### DATA FOR THIS TASK
┌────────
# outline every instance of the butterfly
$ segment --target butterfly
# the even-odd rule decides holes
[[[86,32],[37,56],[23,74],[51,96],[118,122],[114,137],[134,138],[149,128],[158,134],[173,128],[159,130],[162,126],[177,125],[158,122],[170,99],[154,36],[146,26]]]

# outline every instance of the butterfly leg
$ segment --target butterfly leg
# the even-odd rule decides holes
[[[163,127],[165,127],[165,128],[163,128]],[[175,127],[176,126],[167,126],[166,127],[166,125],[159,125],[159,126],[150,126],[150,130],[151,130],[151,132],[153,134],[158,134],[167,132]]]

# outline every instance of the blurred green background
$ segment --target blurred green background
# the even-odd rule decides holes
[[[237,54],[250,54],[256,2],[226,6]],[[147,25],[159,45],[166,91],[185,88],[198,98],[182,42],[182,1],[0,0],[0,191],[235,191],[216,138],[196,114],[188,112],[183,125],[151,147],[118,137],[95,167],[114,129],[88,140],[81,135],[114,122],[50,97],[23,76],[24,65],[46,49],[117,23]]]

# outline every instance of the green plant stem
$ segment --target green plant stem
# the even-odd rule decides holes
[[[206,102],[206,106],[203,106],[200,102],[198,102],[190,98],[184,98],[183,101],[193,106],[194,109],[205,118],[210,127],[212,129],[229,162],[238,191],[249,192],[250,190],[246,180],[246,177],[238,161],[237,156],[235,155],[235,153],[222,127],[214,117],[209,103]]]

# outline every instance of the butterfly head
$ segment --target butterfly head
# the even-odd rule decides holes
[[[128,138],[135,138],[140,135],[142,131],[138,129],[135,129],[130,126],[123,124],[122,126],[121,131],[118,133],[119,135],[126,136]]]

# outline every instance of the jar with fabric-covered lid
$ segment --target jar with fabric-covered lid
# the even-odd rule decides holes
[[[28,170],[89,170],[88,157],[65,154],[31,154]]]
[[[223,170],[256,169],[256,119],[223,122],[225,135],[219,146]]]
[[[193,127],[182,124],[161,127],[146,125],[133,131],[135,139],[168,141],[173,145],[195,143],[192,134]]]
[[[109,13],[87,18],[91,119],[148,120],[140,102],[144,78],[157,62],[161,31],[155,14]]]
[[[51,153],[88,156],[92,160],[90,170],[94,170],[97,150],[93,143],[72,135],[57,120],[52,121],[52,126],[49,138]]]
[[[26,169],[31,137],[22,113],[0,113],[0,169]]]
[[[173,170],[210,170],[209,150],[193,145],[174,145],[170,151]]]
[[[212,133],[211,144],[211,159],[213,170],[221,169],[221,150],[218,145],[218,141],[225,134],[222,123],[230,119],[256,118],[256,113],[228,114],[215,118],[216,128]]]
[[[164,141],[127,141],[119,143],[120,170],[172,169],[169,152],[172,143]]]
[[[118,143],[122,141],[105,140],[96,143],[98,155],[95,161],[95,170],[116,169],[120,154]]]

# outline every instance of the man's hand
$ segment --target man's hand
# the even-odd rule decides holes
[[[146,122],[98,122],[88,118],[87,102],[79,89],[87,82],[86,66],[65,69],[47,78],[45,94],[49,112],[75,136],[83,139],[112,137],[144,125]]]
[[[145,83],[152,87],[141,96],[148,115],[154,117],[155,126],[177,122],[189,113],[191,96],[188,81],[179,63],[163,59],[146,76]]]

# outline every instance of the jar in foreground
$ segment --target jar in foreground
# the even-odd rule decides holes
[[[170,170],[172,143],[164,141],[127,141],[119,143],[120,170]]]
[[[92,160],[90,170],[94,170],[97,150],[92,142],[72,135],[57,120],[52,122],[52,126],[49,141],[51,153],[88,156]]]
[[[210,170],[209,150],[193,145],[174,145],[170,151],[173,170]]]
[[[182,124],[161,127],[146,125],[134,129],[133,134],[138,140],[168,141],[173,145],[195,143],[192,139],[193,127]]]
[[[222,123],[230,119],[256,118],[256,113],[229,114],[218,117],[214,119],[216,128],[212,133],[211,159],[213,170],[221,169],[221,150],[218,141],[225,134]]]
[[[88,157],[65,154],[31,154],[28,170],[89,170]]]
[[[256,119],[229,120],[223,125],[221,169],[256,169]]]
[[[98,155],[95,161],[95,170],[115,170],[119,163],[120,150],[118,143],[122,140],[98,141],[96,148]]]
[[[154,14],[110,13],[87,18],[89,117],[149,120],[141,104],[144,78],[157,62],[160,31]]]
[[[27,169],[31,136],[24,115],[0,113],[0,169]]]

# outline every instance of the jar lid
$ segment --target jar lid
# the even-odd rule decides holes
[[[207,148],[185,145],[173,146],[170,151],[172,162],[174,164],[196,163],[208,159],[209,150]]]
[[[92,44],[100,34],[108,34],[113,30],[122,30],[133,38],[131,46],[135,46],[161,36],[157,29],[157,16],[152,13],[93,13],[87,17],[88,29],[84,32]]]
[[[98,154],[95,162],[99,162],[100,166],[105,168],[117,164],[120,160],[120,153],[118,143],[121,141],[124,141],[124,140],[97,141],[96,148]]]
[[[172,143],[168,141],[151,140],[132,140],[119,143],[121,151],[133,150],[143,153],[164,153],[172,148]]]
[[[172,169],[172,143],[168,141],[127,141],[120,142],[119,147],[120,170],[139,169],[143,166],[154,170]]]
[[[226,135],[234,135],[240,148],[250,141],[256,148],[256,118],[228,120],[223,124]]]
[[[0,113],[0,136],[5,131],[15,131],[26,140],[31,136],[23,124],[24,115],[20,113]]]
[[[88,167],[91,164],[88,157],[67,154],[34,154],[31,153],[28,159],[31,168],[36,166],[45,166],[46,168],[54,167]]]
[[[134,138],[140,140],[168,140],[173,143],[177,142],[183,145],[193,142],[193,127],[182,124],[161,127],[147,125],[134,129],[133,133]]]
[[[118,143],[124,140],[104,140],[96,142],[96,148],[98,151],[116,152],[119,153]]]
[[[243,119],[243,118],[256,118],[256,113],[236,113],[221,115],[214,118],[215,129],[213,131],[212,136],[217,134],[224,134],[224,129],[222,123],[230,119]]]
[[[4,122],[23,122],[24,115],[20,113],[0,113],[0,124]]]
└────────
### STATED EXERCISE
Copy all of the lines above character for character, with no changes.

### EXERCISE SOLUTION
# outline every instance of the butterfly
$ segment --target butterfly
# the even-odd rule decides holes
[[[86,32],[37,56],[23,74],[51,96],[118,122],[114,137],[134,138],[149,128],[158,134],[173,128],[159,130],[162,126],[177,125],[158,122],[170,99],[154,36],[146,26]]]

# outline every instance of the butterfly leg
$ segment --target butterfly leg
# the even-odd rule decides holes
[[[163,127],[165,127],[165,128],[163,128]],[[175,127],[176,126],[167,126],[166,127],[166,125],[159,125],[159,126],[150,126],[150,130],[151,130],[151,132],[153,134],[158,134],[167,132]]]

# outline every instance of the blurred green background
$ segment --target blurred green background
# the even-odd rule decides holes
[[[237,54],[250,54],[256,2],[226,6]],[[147,25],[159,45],[166,91],[185,88],[198,98],[182,42],[182,1],[0,0],[0,191],[235,191],[216,138],[196,114],[188,112],[183,125],[151,147],[118,137],[95,167],[114,129],[88,140],[81,135],[114,122],[50,97],[23,76],[24,65],[46,49],[117,23]]]

# outline every instance of the green plant stem
$ segment --target green plant stem
# the even-odd rule decides holes
[[[206,102],[206,106],[203,106],[200,102],[198,102],[190,98],[184,98],[183,101],[193,106],[194,109],[205,118],[210,127],[212,129],[229,162],[238,191],[249,192],[250,190],[246,180],[246,177],[238,161],[237,156],[235,155],[235,153],[222,127],[214,117],[209,103]]]

# outline every instance of the butterfly head
$ segment --target butterfly head
# the even-odd rule decides holes
[[[128,138],[135,138],[140,135],[142,131],[138,129],[135,129],[130,126],[123,124],[122,126],[121,131],[118,133],[119,135],[126,136]]]

# outline every instance of the jar with fabric-covered lid
$ segment --target jar with fabric-covered lid
# the even-odd rule decides holes
[[[28,170],[89,170],[88,157],[65,154],[31,154]]]
[[[223,170],[256,169],[256,119],[223,122],[225,135],[219,146]]]
[[[193,127],[182,124],[161,127],[146,125],[133,131],[135,139],[168,141],[173,145],[195,143],[192,134]]]
[[[109,13],[87,18],[91,119],[148,120],[140,102],[144,78],[157,62],[161,31],[155,14]]]
[[[51,153],[88,156],[92,160],[90,170],[94,170],[97,150],[93,143],[72,135],[57,120],[52,121],[52,126],[49,138]]]
[[[26,169],[31,137],[22,113],[0,113],[0,169]]]
[[[173,170],[210,170],[209,150],[193,145],[174,145],[170,151]]]
[[[212,133],[211,144],[211,159],[213,170],[221,169],[221,150],[218,145],[218,141],[225,134],[222,123],[230,119],[256,118],[256,113],[228,114],[215,118],[216,128]]]
[[[164,141],[127,141],[119,143],[120,170],[172,169],[169,152],[172,143]]]
[[[118,143],[122,141],[105,140],[96,143],[98,155],[95,161],[95,170],[116,169],[120,154]]]

# outline every instance of the man's hand
$ segment --target man's hand
# the even-odd rule decides holes
[[[146,122],[98,122],[88,118],[87,102],[79,89],[87,82],[86,66],[65,69],[47,78],[45,94],[49,112],[75,136],[83,139],[112,137],[144,125]]]
[[[145,83],[152,87],[141,96],[148,115],[154,117],[155,126],[177,122],[189,113],[191,96],[188,81],[179,63],[163,59],[146,76]]]

# outline every instance of the jar in foreground
$ segment --target jar in foreground
# the even-odd rule decides holes
[[[170,170],[172,143],[164,141],[127,141],[119,143],[120,170]]]
[[[92,160],[90,170],[94,170],[97,150],[92,142],[72,135],[57,120],[52,122],[52,126],[49,141],[51,153],[88,156]]]
[[[210,170],[209,150],[193,145],[174,145],[170,151],[173,170]]]
[[[182,124],[161,127],[146,125],[134,129],[133,134],[138,140],[168,141],[173,145],[195,143],[192,139],[193,127]]]
[[[222,123],[230,119],[256,118],[256,113],[229,114],[218,117],[214,119],[216,128],[212,133],[211,159],[213,170],[221,169],[221,150],[218,141],[225,134]]]
[[[88,157],[65,154],[31,154],[28,170],[89,170]]]
[[[256,119],[229,120],[223,125],[221,169],[256,169]]]
[[[98,155],[95,161],[95,170],[115,170],[119,163],[120,150],[118,143],[122,140],[98,141],[96,148]]]
[[[154,14],[110,13],[87,18],[89,117],[149,120],[141,104],[144,78],[157,62],[160,31]]]
[[[27,169],[31,136],[24,115],[0,113],[0,169]]]

# outline every instance of the jar lid
$ segment --target jar lid
# the even-odd rule decides holes
[[[207,148],[185,145],[173,146],[170,151],[172,162],[174,164],[196,163],[208,159],[209,150]]]
[[[92,44],[100,34],[108,34],[113,30],[122,30],[133,38],[131,46],[135,46],[161,36],[157,29],[157,16],[152,13],[93,13],[87,17],[88,29],[84,32]]]
[[[98,154],[95,162],[99,162],[100,166],[105,168],[117,164],[120,160],[120,153],[118,143],[121,141],[124,141],[124,140],[97,141],[96,148]]]
[[[172,143],[168,141],[151,140],[132,140],[119,143],[121,151],[133,150],[143,153],[164,153],[172,148]]]
[[[172,169],[172,143],[168,141],[127,141],[120,142],[119,147],[120,170],[139,169],[143,166],[154,170]]]
[[[226,135],[234,135],[240,148],[250,141],[256,148],[256,118],[228,120],[223,124]]]
[[[0,113],[0,136],[5,131],[15,131],[26,140],[31,136],[23,124],[24,115],[20,113]]]
[[[88,167],[91,164],[88,157],[67,154],[34,154],[31,153],[28,159],[31,168],[36,166],[45,166],[46,168],[54,167]]]
[[[134,138],[140,140],[168,140],[173,143],[177,142],[183,145],[193,142],[193,127],[182,124],[161,127],[147,125],[134,129],[133,133]]]
[[[118,143],[124,140],[104,140],[96,142],[96,148],[98,151],[116,152],[119,153]]]
[[[243,119],[243,118],[256,118],[256,113],[236,113],[221,115],[214,118],[215,129],[213,131],[212,136],[217,134],[224,134],[224,129],[222,123],[230,119]]]
[[[4,122],[23,122],[24,115],[20,113],[0,113],[0,124]]]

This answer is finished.